◆ WHAT TO PRODUCE
Your answer must be the full set of entries, repeated exactly.
☆ ☆ ☆ ☆ ☆
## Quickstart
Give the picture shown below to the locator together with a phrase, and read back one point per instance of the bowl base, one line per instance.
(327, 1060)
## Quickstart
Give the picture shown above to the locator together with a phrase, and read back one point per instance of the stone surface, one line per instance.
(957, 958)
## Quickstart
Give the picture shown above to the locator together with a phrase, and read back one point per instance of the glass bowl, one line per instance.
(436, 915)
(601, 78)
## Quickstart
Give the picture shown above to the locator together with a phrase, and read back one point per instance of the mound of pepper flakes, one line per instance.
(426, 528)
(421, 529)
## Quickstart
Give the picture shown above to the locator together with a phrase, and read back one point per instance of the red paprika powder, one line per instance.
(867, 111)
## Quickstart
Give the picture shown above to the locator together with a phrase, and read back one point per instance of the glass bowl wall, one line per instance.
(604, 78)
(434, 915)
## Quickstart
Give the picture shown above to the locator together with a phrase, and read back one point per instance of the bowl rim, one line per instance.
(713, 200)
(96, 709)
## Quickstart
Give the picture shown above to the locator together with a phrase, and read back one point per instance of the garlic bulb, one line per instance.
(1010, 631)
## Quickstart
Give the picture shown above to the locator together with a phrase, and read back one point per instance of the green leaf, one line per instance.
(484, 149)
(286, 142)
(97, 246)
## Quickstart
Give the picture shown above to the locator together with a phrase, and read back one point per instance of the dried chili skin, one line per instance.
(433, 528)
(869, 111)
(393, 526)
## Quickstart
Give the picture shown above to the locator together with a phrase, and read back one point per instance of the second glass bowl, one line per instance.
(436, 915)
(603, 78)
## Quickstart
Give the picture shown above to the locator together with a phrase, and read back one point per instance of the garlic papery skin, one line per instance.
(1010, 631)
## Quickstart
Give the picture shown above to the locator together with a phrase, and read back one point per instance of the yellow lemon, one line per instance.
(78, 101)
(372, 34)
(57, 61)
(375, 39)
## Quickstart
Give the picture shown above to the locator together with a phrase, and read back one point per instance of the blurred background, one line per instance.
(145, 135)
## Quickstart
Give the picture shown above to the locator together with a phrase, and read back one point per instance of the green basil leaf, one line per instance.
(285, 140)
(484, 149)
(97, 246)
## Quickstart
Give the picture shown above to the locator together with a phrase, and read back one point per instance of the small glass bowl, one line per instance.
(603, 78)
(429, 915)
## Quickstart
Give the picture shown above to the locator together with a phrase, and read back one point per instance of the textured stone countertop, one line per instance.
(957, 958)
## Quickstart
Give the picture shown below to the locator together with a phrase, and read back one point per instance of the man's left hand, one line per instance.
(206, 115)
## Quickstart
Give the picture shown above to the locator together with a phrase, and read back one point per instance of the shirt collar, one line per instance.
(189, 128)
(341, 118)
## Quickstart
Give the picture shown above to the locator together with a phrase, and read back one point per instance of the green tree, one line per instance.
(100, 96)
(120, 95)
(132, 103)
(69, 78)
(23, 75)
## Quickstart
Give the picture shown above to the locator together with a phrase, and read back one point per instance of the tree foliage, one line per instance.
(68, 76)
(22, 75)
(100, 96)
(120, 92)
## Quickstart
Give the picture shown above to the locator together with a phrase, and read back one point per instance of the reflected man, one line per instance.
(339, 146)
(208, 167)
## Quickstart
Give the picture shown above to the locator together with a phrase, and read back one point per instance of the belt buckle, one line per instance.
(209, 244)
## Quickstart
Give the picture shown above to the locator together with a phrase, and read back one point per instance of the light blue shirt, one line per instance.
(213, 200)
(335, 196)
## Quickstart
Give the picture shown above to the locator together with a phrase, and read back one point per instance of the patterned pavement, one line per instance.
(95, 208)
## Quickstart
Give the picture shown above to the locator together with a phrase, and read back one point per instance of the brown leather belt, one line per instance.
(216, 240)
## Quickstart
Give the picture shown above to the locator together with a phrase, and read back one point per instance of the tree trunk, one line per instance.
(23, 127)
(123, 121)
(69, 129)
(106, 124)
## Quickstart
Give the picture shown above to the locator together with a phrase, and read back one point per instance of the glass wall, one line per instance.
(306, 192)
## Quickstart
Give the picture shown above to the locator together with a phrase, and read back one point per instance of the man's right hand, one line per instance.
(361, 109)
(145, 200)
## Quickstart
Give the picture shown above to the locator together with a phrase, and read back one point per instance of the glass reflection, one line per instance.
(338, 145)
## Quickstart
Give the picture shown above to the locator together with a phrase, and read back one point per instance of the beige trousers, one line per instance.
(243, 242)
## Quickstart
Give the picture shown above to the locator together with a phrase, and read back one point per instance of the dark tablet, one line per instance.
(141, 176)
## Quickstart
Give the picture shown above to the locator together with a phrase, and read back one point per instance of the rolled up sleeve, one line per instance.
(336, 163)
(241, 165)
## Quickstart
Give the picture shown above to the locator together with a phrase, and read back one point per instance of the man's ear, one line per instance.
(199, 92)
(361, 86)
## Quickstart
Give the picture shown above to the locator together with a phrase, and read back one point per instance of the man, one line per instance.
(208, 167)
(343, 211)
☆ ☆ ☆ ☆ ☆
◆ YOUR RESPONSE
## Quickstart
Give the picture shown below to the locator together with a phrase, and read back one point per instance of the bowl base, one line per instance.
(327, 1060)
## Quickstart
Give the picture shown above to the locator together with a phrase, and read back one point per instance of the stone surface, one line per instance.
(957, 958)
## Quickstart
Give the picture shown above to the locator together with a phrase, and read back one point per instance of the glass bowl, one line per instance.
(436, 915)
(601, 78)
## Quickstart
Give the picture shown above to the locator together with a phrase, and read back one point per instance of the mound of pepper flakes, one line per instance.
(426, 528)
(421, 529)
## Quickstart
Give the picture shown above to the locator together with a phrase, and read back one point per instance of the red paprika powder, one line per instance.
(867, 111)
## Quickstart
Give the picture shown above to the locator together with a phrase, and read back one point per instance of the glass bowl wall, one line per instance.
(604, 78)
(434, 915)
## Quickstart
Give the picture shown above to the locator together with a phrase, and read back one point per instance of the bowl rim, one line per instance.
(713, 200)
(96, 709)
## Quickstart
Give the picture shown above to the locator together with a phrase, and read back one point per instance of the garlic bulb, one line per instance.
(1010, 631)
## Quickstart
Give the picture shown above to the locator together with a phrase, and read back one point per instance of the green leaf, one line per instance.
(484, 149)
(286, 142)
(97, 246)
## Quickstart
Give the picture shown above to the locator together with a phrase, and read back one point per instance of the dried chili skin, one line per instance.
(433, 528)
(869, 111)
(393, 526)
## Quickstart
Give the picture shown above to the locator together with a phrase, and read back one point per instance of the second glass bowl, one line per instance.
(436, 915)
(603, 78)
## Quickstart
Give the picture shown above to the locator together with a phrase, and read back one point per instance of the garlic papery skin, one line per instance.
(1010, 631)
## Quickstart
Give the picture shown above to the locator together with a phrase, and read back one point per instance of the yellow lemon, one line per instance.
(78, 101)
(372, 34)
(57, 61)
(375, 39)
## Quickstart
Give the picture shown above to the locator together with a phrase, and read back one point per instance of the blurred background, one line per instance.
(145, 135)
## Quickstart
Give the picture shown above to the locator together with a phrase, and read back one point per instance of the green basil leaf, one line per instance.
(285, 140)
(484, 149)
(97, 246)
## Quickstart
Give the picture shown above to the locator together with a phrase, and read back one point per instance of the small glass bowl, one line per instance.
(603, 78)
(429, 915)
## Quickstart
Give the picture shown above to the locator together with a phrase, and read back one point per instance of the textured stone countertop, one line per instance.
(957, 958)
## Quickstart
Give the picture shown below to the locator together with a phrase, and read back one point per instance of the man's left hand, one line per instance.
(206, 115)
## Quickstart
Give the picture shown above to the locator together with a phrase, and read back one point per instance of the shirt collar, one line per instance.
(189, 128)
(341, 118)
## Quickstart
Give the picture shown above to the locator together with a phrase, and read back one point per instance of the green tree, one line per instance.
(100, 96)
(120, 95)
(132, 103)
(69, 78)
(23, 75)
## Quickstart
Give the picture shown above to the locator together with a phrase, and read back one point per instance of the tree foliage, one line per instance.
(68, 76)
(22, 75)
(100, 96)
(120, 92)
## Quickstart
Give the picture shown above to the locator together with a phrase, and read back one point per instance of the reflected man, one line per instance.
(339, 146)
(208, 167)
## Quickstart
Give the picture shown above to the locator together with a phrase, and read back one point per instance of the belt buckle, one line per instance.
(209, 244)
## Quickstart
Give the picture shown above to the locator together with a phrase, and read back one point per instance of the light blue shirt, one line per instance.
(213, 200)
(335, 196)
## Quickstart
Give the picture shown above to the locator together with a phrase, and read back one point per instance of the patterned pavement, one line per instance.
(95, 208)
## Quickstart
Give the picture shown above to the locator together with a phrase, and read back one point per instance of the brown leather belt, one line per instance.
(216, 240)
## Quickstart
Give the picture shown above to the locator together with a phrase, and read back one point per instance of the tree trunk, one line per instance.
(23, 127)
(123, 121)
(69, 129)
(106, 124)
## Quickstart
Give the picture shown above to the locator together with a phrase, and read back one point per instance of the glass wall, one line per instance.
(306, 192)
## Quickstart
Give the picture shown above to the locator together with a phrase, and read back one point per instance of the man's right hand, one line per instance.
(361, 109)
(145, 200)
## Quickstart
Give the picture shown above to the locator together with a phrase, and read back one point per instance of the glass reflection, one line per instance.
(338, 145)
## Quickstart
Give the picture shown above to the locator together with a phrase, and read back one point per instance of the beige trousers, one line per instance.
(243, 242)
## Quickstart
Give the picture shown above to the locator together with a phrase, and read back one point per instance of the dark tablet, one line per instance.
(141, 176)
## Quickstart
Give the picture shown above to the locator together with a phrase, and read back one point per instance of the rolled up sleeve, one line per instance.
(336, 163)
(241, 165)
## Quickstart
Give the picture shown above to the locator together with a phrase, and read back one point per instance of the man's ear, one line per instance.
(199, 92)
(361, 86)
## Quickstart
Give the picture shown above to the locator together with a phrase, and read back one point per instance of the man, one line per instance.
(208, 167)
(343, 211)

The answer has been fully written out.